● **TO BE DONE**:
Every entry below should be printed exactly, without its images.

.....

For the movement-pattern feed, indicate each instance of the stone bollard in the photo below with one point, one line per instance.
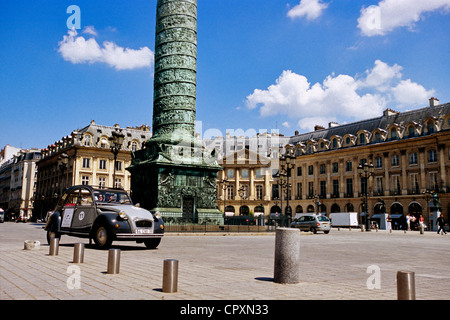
(287, 256)
(113, 261)
(406, 287)
(54, 247)
(78, 253)
(31, 245)
(170, 276)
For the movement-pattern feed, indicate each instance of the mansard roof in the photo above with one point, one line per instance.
(383, 122)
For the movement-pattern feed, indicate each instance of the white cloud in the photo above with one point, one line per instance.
(340, 98)
(90, 30)
(77, 49)
(407, 93)
(310, 9)
(391, 14)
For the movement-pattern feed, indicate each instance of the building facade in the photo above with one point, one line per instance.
(18, 177)
(85, 157)
(410, 154)
(247, 185)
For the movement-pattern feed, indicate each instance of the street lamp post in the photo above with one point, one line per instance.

.....

● **EXERCISE RESPONSE**:
For the movement-pattern feed, indicate each instance of the stone bollard in the photo below with one point, one line per instance.
(287, 256)
(113, 261)
(406, 287)
(54, 247)
(78, 253)
(31, 245)
(170, 276)
For the movement-pattern feed, indicate each instance of the mansard roof in the photo above with one point, one line per instance.
(383, 122)
For the movement-pattern feed, indicate each instance of the white cloud in the photo above with one point, one line per instance.
(340, 98)
(90, 30)
(77, 49)
(407, 93)
(310, 9)
(391, 14)
For the movement-pattern feed, indicate each instance of the building facade in the photo above with one point, one line per instance.
(18, 177)
(85, 157)
(410, 154)
(247, 185)
For the movement-pattern feed, indicate each instance of the street lamp post in the photo above with one point, one line per instance.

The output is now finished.